Las prácticas lingüísticas son un esfuerzo comunitario. A través de las lenguas, se configuran las relaciones que queremos mantener y las que intentamos evitar. Una relación dinámica en la que lenguas y sociedad se reflejan mutuamente. Esta interacción la desarrollamos las personas diariamente, de forma más o menos inconsciente, y cristaliza en instituciones que refuerzan social y políticamente las ideologías que tienen acceso a los procesos de decisión, asignan posiciones en la división del trabajo y gobiernan los marcos culturales dominantes. Las lenguas se insertan en las estructuras sociopolíticas, dando lugar a derechos que se articulan en marcos jurídicos, prácticas y creencias que guían las inversiones colectivas de recursos y las privaciones que se imponen colectivamente a determinados grupos. Se condicionan así las interacciones y las posibilidades de invertir los propios recursos, incluidos los lingüísticos, con resultados exitosos: el derecho de utilizar una lengua implica indisociablemente la posibilidad de hacer efectivos otros derechos; por el contrario, la imposibilidad de usarla en un contexto determinado puede impedir el acceso a la justicia, la salud o a la participación política, social y económica.
Las desigualdades sociales generadas por la posibilidad o imposibilidad de utilizar unas lenguas u otras requieren mecanismos de legitimación para que sean aceptadas sin coerción por las personas. Estas herramientas de legitimación son las ideologías, y su cristalización en normas jurídicas añade un componente coercitivo que naturaliza la superioridad derivada de la desigualdad. Cuando entran en juego las ideologías lingüísticas, las desigualdades que resultan pueden dar lugar a distintos derechos lingüísticos y, por tanto, otorgar la supremacía de unos sobre otros; como, por ejemplo en el caso español, de los grupos castellanohablantes sobre los que tienen como propias otras lenguas.

=== Tarea 1 ===
Extraiga del texto sobre lenguas y sociedad el pasaje que empieza con "Las desigualdades sociales" y sigue hasta "propias otras lenguas.".
=== Tarea 2 ===
Responda, según el texto sobre lenguas y sociedad, estas preguntas:
(a) ¿A qué puede impedir el acceso la imposibilidad de usar una lengua en un contexto determinado?
(b) ¿Cuáles son las herramientas de legitimación de las desigualdades sociales?
(c) ¿Qué supremacía se menciona como ejemplo en el caso español?
El listado no hace falta para resolver lo que aquí se pide.

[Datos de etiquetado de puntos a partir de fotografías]
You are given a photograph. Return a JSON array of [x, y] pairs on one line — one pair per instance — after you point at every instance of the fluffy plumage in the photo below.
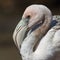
[[31, 32]]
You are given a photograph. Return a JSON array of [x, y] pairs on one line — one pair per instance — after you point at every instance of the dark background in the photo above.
[[10, 14]]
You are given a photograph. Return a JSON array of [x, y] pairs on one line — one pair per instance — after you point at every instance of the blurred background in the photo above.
[[10, 14]]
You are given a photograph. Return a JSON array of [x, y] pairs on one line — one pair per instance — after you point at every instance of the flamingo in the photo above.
[[34, 36]]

=== Respuesta correcta 1 ===
Las desigualdades sociales generadas por la posibilidad o imposibilidad de utilizar unas lenguas u otras requieren mecanismos de legitimación para que sean aceptadas sin coerción por las personas. Estas herramientas de legitimación son las ideologías, y su cristalización en normas jurídicas añade un componente coercitivo que naturaliza la superioridad derivada de la desigualdad. Cuando entran en juego las ideologías lingüísticas, las desigualdades que resultan pueden dar lugar a distintos derechos lingüísticos y, por tanto, otorgar la supremacía de unos sobre otros; como, por ejemplo en el caso español, de los grupos castellanohablantes sobre los que tienen como propias otras lenguas.

=== Respuesta correcta 2 ===
(a) A la justicia, la salud o la participación política, social y económica.
(b) Las ideologías.
(c) La de los grupos castellanohablantes sobre los que tienen como propias otras lenguas.